[Dataset records]
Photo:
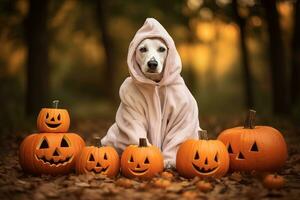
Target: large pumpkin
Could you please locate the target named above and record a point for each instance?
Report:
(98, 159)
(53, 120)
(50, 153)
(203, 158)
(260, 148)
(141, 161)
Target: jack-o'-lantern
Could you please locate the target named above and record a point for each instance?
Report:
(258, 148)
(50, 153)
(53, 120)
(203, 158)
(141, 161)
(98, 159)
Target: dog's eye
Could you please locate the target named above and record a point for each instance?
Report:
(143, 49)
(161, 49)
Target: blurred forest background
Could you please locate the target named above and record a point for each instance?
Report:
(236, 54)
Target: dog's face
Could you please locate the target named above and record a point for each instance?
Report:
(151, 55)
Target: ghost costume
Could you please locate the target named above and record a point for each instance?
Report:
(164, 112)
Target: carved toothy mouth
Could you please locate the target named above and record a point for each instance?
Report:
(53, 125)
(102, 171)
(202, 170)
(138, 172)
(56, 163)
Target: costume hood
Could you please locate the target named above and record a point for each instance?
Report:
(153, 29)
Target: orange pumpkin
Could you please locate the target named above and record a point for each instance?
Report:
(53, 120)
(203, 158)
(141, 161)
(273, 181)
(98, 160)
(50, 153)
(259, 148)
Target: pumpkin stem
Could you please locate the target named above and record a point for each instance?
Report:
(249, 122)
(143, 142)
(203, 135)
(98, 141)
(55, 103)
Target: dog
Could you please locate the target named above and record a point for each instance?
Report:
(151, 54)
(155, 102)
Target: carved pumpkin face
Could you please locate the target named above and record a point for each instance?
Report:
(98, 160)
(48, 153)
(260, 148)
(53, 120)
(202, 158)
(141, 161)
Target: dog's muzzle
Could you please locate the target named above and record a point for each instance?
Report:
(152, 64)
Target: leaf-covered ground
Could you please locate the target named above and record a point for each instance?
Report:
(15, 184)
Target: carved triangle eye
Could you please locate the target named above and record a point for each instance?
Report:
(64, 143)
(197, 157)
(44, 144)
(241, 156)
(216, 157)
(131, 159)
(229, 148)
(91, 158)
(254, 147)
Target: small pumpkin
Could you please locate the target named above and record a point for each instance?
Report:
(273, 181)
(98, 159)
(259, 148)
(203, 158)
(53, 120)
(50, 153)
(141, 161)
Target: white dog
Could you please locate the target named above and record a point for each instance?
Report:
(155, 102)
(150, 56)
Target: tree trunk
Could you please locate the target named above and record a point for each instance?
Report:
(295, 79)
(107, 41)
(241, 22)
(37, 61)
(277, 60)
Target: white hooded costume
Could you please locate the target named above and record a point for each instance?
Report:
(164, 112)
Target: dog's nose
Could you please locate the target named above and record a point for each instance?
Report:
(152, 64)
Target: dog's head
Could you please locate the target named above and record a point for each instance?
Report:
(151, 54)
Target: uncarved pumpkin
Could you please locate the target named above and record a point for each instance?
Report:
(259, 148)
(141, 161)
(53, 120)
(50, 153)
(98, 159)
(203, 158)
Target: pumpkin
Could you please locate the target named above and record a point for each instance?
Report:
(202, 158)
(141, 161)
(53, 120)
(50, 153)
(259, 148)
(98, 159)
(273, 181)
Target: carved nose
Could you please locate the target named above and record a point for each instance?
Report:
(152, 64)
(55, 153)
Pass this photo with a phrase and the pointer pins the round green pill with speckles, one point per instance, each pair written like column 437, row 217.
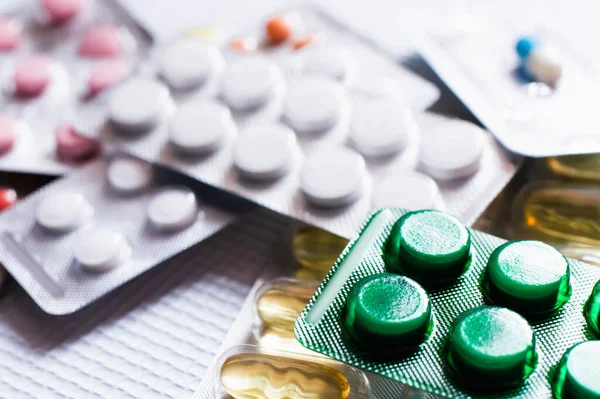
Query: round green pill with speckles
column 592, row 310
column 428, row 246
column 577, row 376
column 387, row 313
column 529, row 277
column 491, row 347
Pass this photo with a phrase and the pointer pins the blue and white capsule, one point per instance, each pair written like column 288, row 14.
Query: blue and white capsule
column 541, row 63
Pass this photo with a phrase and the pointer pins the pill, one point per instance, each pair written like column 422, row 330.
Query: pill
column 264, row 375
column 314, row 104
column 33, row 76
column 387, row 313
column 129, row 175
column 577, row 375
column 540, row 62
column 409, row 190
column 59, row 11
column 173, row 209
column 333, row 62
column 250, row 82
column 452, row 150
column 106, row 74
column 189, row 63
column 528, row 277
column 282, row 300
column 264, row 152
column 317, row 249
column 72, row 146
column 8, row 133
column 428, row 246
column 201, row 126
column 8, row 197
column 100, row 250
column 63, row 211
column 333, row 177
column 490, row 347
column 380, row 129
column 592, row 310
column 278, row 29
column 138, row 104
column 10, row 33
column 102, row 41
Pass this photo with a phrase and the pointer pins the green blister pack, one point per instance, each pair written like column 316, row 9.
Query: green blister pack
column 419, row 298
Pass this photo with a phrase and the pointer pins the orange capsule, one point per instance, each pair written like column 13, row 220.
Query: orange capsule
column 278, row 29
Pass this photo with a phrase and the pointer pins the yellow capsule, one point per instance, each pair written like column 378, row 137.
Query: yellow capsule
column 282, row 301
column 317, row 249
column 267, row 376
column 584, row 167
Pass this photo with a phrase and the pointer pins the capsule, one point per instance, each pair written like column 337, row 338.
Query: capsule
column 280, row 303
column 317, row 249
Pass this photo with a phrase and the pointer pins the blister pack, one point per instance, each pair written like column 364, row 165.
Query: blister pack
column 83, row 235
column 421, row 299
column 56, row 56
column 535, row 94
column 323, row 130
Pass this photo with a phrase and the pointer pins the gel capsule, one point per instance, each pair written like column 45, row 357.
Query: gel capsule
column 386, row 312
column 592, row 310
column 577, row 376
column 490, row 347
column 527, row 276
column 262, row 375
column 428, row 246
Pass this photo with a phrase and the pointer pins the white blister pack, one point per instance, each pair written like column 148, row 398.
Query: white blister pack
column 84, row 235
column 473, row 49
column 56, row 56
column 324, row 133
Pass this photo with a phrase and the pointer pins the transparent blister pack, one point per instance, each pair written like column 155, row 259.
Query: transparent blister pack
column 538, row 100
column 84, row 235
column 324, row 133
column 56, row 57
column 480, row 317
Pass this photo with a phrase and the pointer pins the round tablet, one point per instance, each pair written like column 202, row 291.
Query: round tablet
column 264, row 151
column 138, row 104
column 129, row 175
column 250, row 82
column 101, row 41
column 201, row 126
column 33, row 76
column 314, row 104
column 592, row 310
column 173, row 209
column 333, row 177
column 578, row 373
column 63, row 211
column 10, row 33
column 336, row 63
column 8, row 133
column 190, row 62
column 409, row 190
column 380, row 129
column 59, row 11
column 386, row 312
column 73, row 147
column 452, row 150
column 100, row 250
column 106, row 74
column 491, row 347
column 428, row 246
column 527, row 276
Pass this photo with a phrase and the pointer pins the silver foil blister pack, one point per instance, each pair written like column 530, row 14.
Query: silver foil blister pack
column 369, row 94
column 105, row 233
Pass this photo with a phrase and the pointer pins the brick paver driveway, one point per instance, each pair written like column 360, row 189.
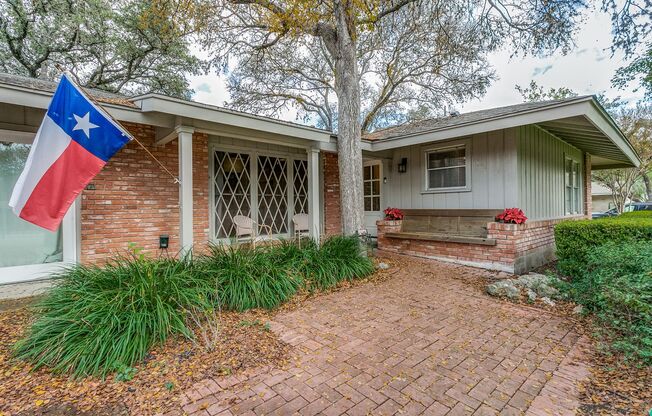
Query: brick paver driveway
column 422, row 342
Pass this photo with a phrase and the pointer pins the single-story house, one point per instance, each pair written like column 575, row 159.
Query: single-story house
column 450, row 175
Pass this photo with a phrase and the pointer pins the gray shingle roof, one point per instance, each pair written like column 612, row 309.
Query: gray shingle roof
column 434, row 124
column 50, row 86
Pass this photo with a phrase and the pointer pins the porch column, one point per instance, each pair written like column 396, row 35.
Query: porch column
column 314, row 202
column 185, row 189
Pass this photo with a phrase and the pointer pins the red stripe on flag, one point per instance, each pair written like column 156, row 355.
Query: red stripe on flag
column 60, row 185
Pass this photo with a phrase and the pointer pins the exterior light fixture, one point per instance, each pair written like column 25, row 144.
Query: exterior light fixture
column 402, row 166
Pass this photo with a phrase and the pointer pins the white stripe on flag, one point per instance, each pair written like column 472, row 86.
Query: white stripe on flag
* * *
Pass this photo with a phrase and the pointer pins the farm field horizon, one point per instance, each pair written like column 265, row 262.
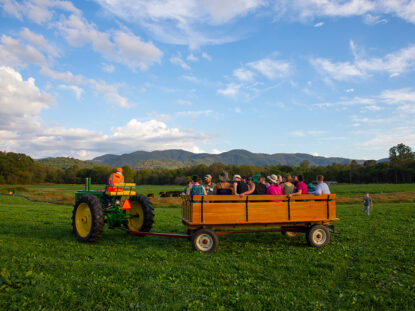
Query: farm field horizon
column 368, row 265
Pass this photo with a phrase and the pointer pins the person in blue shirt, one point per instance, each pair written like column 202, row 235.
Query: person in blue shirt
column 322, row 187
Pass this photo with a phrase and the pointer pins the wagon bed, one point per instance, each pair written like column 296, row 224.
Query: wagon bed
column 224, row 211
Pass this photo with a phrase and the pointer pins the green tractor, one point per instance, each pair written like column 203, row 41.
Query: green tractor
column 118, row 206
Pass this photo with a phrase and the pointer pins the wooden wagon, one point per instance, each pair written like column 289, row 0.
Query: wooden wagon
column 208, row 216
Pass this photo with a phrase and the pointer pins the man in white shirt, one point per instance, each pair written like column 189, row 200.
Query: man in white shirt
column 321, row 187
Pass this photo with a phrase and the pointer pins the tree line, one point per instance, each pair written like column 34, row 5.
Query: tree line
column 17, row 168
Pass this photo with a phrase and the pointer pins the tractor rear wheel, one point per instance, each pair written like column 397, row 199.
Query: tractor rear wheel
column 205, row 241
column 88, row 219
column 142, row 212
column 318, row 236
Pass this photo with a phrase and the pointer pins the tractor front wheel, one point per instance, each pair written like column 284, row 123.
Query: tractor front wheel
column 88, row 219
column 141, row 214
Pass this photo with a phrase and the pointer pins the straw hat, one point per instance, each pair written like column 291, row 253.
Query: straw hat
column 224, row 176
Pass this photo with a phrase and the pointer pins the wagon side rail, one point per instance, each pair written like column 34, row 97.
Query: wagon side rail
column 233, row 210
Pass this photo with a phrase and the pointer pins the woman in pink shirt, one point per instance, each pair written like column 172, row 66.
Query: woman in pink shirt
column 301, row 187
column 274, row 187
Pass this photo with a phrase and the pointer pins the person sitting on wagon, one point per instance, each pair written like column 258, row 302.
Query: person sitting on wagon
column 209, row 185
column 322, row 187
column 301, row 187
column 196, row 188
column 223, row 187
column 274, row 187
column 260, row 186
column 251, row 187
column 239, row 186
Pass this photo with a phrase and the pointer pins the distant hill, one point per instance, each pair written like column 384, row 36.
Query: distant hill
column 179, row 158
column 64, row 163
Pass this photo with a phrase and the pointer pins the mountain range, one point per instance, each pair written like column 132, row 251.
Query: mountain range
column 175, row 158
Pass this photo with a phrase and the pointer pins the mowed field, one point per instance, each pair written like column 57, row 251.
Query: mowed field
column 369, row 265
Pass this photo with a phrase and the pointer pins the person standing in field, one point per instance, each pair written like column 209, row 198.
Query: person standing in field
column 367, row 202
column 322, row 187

◆ **TASK DESCRIPTION**
Look above for the line containing "437, row 217.", then copy exactly from it through the line containing "422, row 330.", keeping both and leaving out pictures. Add nothing else.

◆ **EXPECTED OUTPUT**
Pass this photo with a phrase and the pointer pins the round green pill with speckles, one point per instance, each pair written like column 437, row 217.
Query: round green pill with speckles
column 592, row 310
column 428, row 246
column 577, row 376
column 387, row 313
column 529, row 277
column 491, row 347
Pass this photo with a phrase and the pointer pins the blue and white capsule, one point per instance, each pair written like column 288, row 14.
Query: blue and white capsule
column 541, row 63
Pass this photo with a phrase and the pointer pins the pill, one point per instance, each pair written like column 422, row 330.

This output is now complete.